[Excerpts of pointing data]

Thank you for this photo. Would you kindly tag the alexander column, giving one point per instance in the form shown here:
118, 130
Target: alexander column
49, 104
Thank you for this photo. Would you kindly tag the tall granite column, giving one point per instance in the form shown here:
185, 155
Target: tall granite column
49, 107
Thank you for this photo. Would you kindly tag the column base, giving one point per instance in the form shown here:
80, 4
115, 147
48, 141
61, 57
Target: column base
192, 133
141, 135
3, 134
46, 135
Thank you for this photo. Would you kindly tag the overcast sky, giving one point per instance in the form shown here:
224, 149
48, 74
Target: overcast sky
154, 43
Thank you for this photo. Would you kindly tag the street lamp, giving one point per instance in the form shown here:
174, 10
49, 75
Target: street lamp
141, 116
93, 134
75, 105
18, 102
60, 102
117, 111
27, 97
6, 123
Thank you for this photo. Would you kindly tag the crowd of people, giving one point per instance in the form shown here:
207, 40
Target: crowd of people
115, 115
---
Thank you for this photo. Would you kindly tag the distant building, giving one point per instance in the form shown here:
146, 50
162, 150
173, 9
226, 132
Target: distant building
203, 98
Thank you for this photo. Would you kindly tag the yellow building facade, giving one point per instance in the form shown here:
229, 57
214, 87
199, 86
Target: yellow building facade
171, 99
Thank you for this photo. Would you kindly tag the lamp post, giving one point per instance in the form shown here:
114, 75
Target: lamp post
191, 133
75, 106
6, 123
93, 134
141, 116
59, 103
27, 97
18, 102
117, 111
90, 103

### Task requirements
Please identify every line in the listing above that contains the word "base", and copy each of those lines.

### Response to the task
Thank you for this photo. Would you kindly tag the column base, giving one point per instance in the form shown here:
Target: column base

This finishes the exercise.